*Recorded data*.
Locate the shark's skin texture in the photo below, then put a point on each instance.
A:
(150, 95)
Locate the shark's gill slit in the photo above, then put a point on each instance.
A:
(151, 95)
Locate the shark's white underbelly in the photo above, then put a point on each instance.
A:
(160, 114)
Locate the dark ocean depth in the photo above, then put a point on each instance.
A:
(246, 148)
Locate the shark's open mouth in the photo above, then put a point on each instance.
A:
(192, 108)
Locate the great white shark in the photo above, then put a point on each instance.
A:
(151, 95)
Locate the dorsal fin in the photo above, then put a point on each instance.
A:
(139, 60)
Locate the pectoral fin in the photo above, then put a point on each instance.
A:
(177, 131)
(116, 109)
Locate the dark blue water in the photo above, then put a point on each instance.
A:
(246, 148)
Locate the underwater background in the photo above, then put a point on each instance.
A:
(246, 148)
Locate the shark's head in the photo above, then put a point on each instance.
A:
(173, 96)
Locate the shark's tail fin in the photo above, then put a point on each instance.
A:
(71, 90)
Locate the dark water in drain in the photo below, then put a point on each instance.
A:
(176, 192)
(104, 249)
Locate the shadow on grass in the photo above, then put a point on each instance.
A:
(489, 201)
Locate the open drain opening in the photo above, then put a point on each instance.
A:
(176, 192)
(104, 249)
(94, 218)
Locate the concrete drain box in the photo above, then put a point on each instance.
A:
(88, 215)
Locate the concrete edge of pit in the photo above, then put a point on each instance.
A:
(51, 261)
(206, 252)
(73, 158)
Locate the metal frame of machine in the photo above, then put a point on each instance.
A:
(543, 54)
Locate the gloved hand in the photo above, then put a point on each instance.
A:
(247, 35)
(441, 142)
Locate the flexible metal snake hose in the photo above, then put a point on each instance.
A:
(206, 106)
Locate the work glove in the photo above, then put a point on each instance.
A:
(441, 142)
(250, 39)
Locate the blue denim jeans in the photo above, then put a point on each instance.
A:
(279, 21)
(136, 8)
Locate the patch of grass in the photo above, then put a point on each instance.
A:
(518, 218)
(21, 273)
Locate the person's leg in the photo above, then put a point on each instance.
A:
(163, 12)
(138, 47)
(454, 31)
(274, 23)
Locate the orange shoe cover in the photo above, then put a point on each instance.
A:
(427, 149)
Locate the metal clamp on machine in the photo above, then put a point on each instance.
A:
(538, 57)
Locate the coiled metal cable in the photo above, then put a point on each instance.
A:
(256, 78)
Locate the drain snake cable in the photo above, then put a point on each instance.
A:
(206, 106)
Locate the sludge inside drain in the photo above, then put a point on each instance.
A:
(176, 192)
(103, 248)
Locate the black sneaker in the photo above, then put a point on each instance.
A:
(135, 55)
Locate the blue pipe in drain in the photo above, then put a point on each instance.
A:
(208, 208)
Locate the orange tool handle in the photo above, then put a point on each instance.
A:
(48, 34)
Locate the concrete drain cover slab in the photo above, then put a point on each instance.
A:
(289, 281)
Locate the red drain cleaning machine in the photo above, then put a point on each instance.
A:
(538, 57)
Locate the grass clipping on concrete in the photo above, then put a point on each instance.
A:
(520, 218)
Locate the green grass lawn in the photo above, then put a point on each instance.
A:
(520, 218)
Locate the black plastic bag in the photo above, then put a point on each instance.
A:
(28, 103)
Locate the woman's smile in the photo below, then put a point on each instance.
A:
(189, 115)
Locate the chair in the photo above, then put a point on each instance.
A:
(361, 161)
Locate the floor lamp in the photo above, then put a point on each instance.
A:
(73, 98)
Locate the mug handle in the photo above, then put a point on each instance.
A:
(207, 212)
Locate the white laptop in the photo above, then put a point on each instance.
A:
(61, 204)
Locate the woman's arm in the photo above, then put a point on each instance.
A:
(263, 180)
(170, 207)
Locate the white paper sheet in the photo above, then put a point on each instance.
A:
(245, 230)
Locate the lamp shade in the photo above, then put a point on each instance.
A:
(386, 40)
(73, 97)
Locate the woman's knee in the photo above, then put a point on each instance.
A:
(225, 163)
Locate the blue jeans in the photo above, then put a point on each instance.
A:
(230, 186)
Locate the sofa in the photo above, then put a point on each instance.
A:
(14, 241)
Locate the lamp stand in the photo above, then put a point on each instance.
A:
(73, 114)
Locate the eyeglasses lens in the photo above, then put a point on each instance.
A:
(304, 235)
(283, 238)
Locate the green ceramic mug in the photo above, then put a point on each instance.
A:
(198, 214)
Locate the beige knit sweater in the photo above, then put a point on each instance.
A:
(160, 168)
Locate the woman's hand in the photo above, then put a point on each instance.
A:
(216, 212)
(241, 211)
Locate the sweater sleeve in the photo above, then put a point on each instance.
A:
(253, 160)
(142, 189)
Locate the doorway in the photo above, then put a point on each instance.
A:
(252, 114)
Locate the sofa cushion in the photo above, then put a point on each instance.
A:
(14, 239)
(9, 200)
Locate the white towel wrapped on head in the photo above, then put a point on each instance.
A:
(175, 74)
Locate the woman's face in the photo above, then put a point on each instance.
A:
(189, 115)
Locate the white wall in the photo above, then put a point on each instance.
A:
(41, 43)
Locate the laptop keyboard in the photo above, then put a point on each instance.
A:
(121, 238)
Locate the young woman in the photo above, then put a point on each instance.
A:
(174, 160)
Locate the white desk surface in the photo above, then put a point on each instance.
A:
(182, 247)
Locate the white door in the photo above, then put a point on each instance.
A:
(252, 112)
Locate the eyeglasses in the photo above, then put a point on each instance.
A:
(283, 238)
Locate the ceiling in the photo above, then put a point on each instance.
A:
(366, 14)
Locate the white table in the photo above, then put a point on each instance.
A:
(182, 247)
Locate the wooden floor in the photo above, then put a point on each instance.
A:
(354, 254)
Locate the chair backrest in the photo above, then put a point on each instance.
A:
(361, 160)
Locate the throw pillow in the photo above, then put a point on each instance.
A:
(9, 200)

==

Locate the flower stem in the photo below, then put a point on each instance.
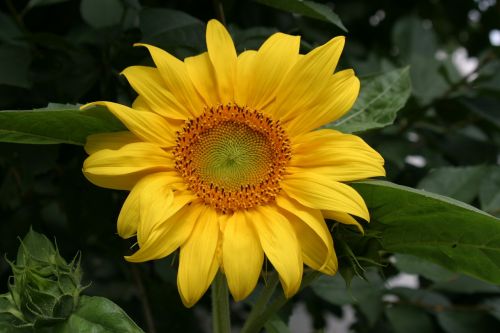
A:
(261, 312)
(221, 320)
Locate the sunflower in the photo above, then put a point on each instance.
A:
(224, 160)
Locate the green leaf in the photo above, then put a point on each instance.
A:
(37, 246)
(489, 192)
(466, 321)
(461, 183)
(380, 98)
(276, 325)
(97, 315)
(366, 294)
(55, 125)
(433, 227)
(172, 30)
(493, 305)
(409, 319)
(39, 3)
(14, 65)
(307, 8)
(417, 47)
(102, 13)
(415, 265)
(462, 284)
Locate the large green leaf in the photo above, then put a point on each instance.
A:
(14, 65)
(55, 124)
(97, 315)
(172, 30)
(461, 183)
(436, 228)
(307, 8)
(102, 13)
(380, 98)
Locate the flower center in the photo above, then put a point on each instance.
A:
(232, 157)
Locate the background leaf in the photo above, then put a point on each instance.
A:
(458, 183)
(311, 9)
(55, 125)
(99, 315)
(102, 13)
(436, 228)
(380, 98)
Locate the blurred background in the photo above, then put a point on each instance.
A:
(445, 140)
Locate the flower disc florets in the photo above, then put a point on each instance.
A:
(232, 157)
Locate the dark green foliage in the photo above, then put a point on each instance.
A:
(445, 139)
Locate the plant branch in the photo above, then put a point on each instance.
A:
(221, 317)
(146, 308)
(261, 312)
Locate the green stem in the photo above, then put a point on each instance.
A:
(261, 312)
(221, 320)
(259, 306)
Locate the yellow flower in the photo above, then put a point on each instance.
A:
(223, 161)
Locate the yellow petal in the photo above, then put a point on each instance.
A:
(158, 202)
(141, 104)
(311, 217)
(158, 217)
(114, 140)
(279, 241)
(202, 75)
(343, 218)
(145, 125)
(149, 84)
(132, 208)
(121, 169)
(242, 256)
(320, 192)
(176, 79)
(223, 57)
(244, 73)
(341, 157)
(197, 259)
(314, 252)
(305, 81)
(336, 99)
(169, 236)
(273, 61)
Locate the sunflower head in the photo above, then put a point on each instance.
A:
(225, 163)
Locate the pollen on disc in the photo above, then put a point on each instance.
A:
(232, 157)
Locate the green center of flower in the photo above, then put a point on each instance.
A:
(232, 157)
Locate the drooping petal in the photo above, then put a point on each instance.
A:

*EXERCISE DIRECTIONS*. Give the count of lines in the data that contain the word "open", and write nothing besides it.

*YOUR RESPONSE*. 2